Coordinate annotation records
>>
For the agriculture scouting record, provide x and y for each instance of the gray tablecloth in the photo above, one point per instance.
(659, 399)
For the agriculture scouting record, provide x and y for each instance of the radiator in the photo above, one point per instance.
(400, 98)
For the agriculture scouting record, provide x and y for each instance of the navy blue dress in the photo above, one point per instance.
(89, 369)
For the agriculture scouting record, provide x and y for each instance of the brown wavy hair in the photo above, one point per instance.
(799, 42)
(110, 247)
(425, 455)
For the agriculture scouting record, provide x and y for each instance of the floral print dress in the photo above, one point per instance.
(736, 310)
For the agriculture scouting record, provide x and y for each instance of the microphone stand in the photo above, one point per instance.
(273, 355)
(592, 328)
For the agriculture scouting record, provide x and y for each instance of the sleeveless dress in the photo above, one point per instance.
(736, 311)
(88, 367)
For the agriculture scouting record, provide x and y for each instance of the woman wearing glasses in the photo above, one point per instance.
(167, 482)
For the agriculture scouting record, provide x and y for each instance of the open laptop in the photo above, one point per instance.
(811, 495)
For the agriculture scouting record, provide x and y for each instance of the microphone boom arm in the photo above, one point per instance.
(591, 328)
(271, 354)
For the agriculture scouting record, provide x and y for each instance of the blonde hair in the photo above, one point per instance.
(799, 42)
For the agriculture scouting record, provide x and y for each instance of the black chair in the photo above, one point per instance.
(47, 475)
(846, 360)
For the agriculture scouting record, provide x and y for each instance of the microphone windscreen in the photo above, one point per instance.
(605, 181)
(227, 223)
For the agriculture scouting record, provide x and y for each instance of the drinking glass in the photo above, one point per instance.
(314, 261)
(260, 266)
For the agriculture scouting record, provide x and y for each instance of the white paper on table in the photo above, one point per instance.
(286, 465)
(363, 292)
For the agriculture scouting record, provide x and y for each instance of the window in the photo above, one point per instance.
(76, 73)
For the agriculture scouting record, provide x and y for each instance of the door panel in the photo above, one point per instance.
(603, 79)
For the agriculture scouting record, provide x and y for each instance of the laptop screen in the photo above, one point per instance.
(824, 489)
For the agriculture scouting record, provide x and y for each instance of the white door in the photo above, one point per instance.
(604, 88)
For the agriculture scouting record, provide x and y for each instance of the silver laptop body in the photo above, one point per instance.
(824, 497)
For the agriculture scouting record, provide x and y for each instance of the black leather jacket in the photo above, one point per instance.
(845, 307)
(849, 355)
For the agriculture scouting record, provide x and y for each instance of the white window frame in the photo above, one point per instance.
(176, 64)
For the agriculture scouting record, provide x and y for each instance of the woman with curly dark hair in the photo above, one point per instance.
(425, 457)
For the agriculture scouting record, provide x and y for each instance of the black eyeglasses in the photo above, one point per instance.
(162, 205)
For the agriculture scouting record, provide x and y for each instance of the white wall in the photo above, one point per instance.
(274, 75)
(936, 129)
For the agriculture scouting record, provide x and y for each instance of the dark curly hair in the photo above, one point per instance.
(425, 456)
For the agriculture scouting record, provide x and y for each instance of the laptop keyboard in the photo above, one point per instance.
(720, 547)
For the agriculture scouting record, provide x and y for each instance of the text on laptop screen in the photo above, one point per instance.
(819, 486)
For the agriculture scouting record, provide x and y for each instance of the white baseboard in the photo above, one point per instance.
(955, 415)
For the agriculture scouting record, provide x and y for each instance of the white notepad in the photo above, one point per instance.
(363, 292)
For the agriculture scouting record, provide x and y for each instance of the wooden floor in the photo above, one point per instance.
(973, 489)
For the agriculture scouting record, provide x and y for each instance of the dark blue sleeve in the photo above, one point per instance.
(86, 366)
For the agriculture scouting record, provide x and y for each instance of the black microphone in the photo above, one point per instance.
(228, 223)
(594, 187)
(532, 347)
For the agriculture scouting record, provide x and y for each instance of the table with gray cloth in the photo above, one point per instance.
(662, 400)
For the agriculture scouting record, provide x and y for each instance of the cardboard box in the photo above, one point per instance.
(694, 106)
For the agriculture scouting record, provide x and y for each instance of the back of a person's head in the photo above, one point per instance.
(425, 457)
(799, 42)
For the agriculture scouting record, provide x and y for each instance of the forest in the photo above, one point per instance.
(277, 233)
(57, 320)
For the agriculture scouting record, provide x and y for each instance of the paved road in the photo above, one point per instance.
<<
AIM: Print the entries exactly. Include every one.

WRITTEN RESPONSE:
For the agriculture scouting record, provide x and y for each instance of the gray tablecloth in the photo above, one point per instance.
(659, 399)
For the agriculture scouting record, provide x and y for each instance of the radiator in the photo above, one point per instance.
(400, 98)
For the agriculture scouting record, provide x and y for each instance of the navy blue dress in the photo above, one point per instance.
(89, 369)
For the agriculture scouting record, provide x and y for each instance of the brown wavy hair in the photo above, one point per instance.
(799, 42)
(110, 247)
(425, 455)
For the agriculture scouting record, provide x and y for each instance of the floral print dress in the photo above, one point per instance.
(736, 310)
For the agriculture scouting record, provide x and y for each instance of the microphone stand in the photo above, one point per instance.
(273, 355)
(592, 328)
For the agriculture scouting record, provide x and y for each instance of the sleeveless dress in the photo above, one point per instance.
(736, 311)
(88, 367)
For the agriculture scouting record, provide x and y for each instance of the woman wearing glasses in the photo above, one point per instance.
(167, 482)
For the agriculture scouting record, provide x and y for each instance of the open laptop in the photo above, one point per instance.
(811, 495)
For the agriculture scouting record, provide x and y for each instance of the microphone boom arm in the photo above, one point per instance.
(591, 328)
(271, 354)
For the agriculture scouting record, provide x and y for each instance of the blonde hair in the photo above, one point per instance.
(799, 42)
For the agriculture scouting record, provide x and y for each instance of the black chair in the photo above, one point per instance.
(47, 475)
(846, 360)
For the agriculture scouting record, provide x and y for each instance of the microphone windscreen in the photo above, one point per instance.
(605, 181)
(227, 223)
For the agriculture scouting record, provide x and y for each instance of the drinking glass in the photo above, one point per instance.
(314, 261)
(260, 266)
For the agriculture scouting record, provide x and y for each instance of the white paper on table in the photo above, one point per instance.
(286, 465)
(363, 292)
For the agriculture scouting record, provide x and y for each instance of the window in the photo above, one point per instance.
(76, 73)
For the agriculture scouting record, provide x and y for each instance of the door panel in the photo above, one point per instance.
(603, 79)
For the agriculture scouting record, provide x and y for each instance of the laptop screen in the photo above, one point per instance.
(824, 489)
For the agriculture scouting record, provide x and y for each instance of the white door in the photo above, one point per instance.
(604, 88)
For the agriculture scouting record, provide x and y for each instance of the silver laptop body in the photo above, one point per instance.
(824, 497)
For the agriculture scouting record, provide x and y for each instance of the black leather jacket in the photo above, one point per instance.
(845, 307)
(849, 355)
For the agriculture scouting record, provide x and y for each instance of the white window frame in the photo above, one point per instance.
(176, 64)
For the agriculture scouting record, provide x and y for each instance of the woman with curly dark hair in the photo above, one point per instance.
(425, 457)
For the agriculture scouting record, provide x and y for each instance of the black eyeglasses in the photo above, one point per instance.
(162, 205)
For the agriculture scouting record, provide x and y for each instance of the white wall in the photo above, one point per instance.
(274, 75)
(936, 129)
For the agriculture scouting record, provide x and y for each instance of the dark curly hair in the photo above, one point per instance.
(425, 456)
For the agriculture scouting record, provide x and y for each instance of the laptop keyboard in the photo above, one point per instance.
(720, 547)
For the agriculture scouting record, provide x and y for each instance of the text on laptop screen in the photo above, one point per instance.
(819, 486)
For the agriculture scouting record, provide x and y for each instance of the white baseboard in the photo above, one point per instance.
(955, 415)
For the agriculture scouting record, provide x and y for each instance of the white notepad in the photo above, one point per instance.
(363, 292)
For the agriculture scouting record, provide x and y for each instance of the wooden floor in the photo above, one point per instance.
(973, 489)
For the agriculture scouting record, provide x and y for each instance of the dark blue sleeve in the photo above, one point per instance.
(86, 366)
For the agriculture scouting record, provide x and y for each instance of the black microphone in the photo above, one point per instance.
(228, 223)
(594, 187)
(532, 347)
For the agriculture scouting record, provide x and y for each instance of the table with gray cloth in the photo above, one point per instance.
(662, 400)
For the agriculture scouting record, provide x and y for each instance of the cardboard box in the photo above, one point per instance.
(694, 106)
For the agriculture scouting record, provide x and y for each instance of the back of a person's head in the photo above, one point per instance.
(425, 457)
(799, 42)
For the agriculture scouting record, provide x and y for each instance of the forest in the photo above, one point per instance.
(277, 233)
(57, 320)
For the agriculture scouting record, provide x and y for each instance of the paved road in the photo above, one point per instance.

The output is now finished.